Document section -
◇ ◇ ◇

So basically teaching students about Javascript, now I know a lot of people in the CS community do not embrace Javascript and that is fine, but once you start to know it better you start to understand how powerful a few things are in this part of the CS world. One of the most tough things to get your head around is the JS Event Loop and JS Scopes. Many seasoned developers know this just by practice but when it comes to explaining it to students it's a tough nut to crack. So I made this presentation for my students:

Presentations are okay-ish, but there is no point continuing till the students can get their hands dirty with code. Let's ask them to make an image gallery. So far so good, but why will students enjoy loading some random images on an html page? I won't enjoy this, here it get's weirder, let's customize these gallaries using images from their own instagram accounts.

This means, I'll also need to explain how Instagram's API work and how they need to register an app with Instagram to make their app functional. This would be overwhelming for a one hour lab session, considering most students who attend this course are not even from the CS background.

A bit of research and I landed on this answer at SOF. This is simple, you can basically traverse through all of the Instagram's public data using this approach. So let's build this, but wait, this public API does not support JSONP, which means my browser won't let me load this JSON as that would be a violation of the CORS policy. I could hypothetically ask my students to manually bypass their browser's CORS complianc, but then they cannot use this code on their own websites later, it would be useless.

So I set out to build a CORS compliant solution for this problem, basically a proxy API for instagram which makes their public API work with JSONP and I had my first working version in 30 minutes, over next 40 minutes I polished some edge cases and added some features (like pagination and limits). The final version was up and running on heroku in 90 minutes flat: https://instareproxy.herokuapp.com/uoft/media/

This is running on heroku's free tier and I am surprised it holds up really well, there were some weird crashes which were resolved over next couple of days (check my commits here.) Using this is simple, check use instructions here. Once you have the images loaded as json on your page, you can design a gallery around it.

A simple example is, here are my last three posts on Instagram as JSON. If I were to access this using JSONP the would look something like this: https://igapi.ga/whizzzkid/media?count=3&callback=foo. You can see this in action on my blogs front page: https://nishantarora.in

Now a question I've been getting a lot is: Why Call It Instagram Reverse Proxy? The answer is fairly simple, while researching about this I read some comment somehwere "you need to build reverse proxy to provide Instagram's public data as you need", that's it, I was building a reverse proxy for Instagram when I started. We in the CS community are simply bad at naming things. ¯\_(ツ)_/¯

Make something good out of this, Cheers!

Update July 06, 2017: Served 300,000+ requests in last 30 days.

The logs have gone wild, the sheer number of requests are amazing for this service is running on the free heroku tier. In the last 30 days we have serviced more than 300,000 requests to this API. Check this graph out:

At first I was surprized with this number and was inclined towards thinking that someone was trying to scrape instagram using this API. Turns out I was wrong, a really popular asian website is using this service on their website. I am in talks with them to move this traffic to a dedicated separate instance of this service.

Update July 11, 2017: Served 440,000+ requests in last 30 days. Heroku suspended my account.

OMFG, this shit just got out of hand: My account at heroku has been suspended as of now. :-/

Update July 12, 2017: The number of hits are still not down, moving all services to igpi.ga ('a' removed). A crude blacklist is in place.

Update July 20, 2017:New leacher detected.

Notice was sent to the owner, access will be blocked in next 24 hours like in the case of other leachers.

◇ ◇ ◇

Collected data -

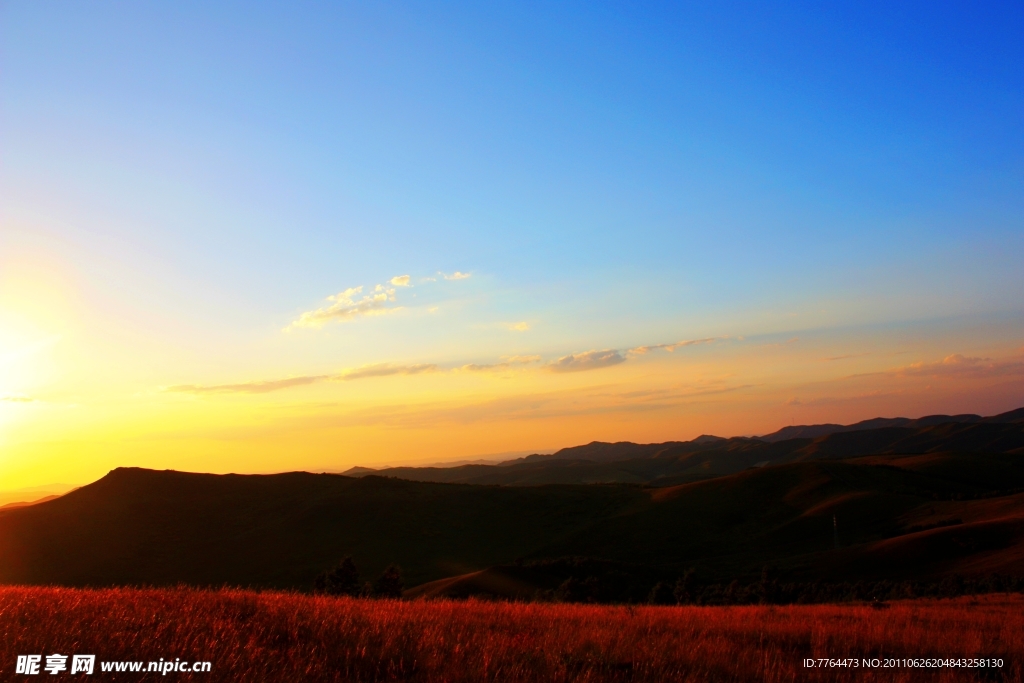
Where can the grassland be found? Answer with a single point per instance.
(273, 636)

◇ ◇ ◇

Tasks -
- a) Answer from the blog post about the Instagram reverse proxy:
(i) How long did it take until the final version was running on heroku?
(ii) How many requests had been served in the last 30 days according to the update that reports the heroku account suspension?
(iii) To which domain were all services moved in the July 12, 2017 update?
- b) List every date given for an update in the blog post about the Instagram reverse proxy.

Answers -
- a)
(i) 90 minutes
(ii) 440,000+
(iii) igpi.ga

- b)
July 06, 2017
July 11, 2017
July 12, 2017
July 20, 2017